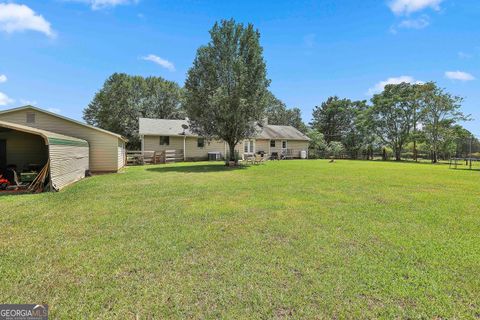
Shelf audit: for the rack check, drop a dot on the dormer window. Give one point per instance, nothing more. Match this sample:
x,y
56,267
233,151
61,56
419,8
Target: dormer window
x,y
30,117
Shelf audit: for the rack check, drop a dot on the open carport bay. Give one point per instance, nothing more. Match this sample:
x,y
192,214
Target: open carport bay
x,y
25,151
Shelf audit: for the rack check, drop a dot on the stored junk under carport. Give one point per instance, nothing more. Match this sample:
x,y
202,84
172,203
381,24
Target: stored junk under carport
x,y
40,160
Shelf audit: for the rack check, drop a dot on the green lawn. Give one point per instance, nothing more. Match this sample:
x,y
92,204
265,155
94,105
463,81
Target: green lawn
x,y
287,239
___
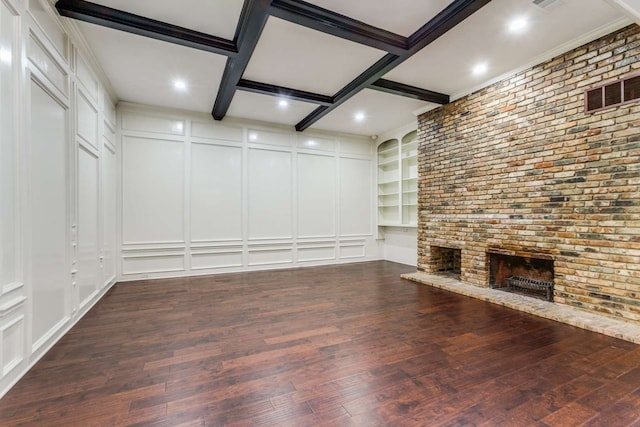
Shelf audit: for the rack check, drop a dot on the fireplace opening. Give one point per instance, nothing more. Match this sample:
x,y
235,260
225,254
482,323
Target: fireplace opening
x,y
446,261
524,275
___
_TO DO_: Using the data above, show each line where "nothing" occurs.

_OUTPUT FOR THIS EXERCISE_:
Shelf audit: for the rack check, drop a dot on the dormer window. Give one point per instance, nothing more. Match this sample:
Shelf audit: for the rack check, drop a dot on the open carport bay. Give one point per instance, nothing more. Match this sample:
Shelf audit: for the rack check, drop a dot on the stored junk under carport. Give one point per instance, nothing more. Match this sample:
Shelf audit: for the rack check, drop a dot on the green lawn. Give one point per instance, nothing more. Match this sample:
Shelf audit: for the rack check, drop a dot on the fireplace opening. Give one point per instance, nothing more. Match this sample:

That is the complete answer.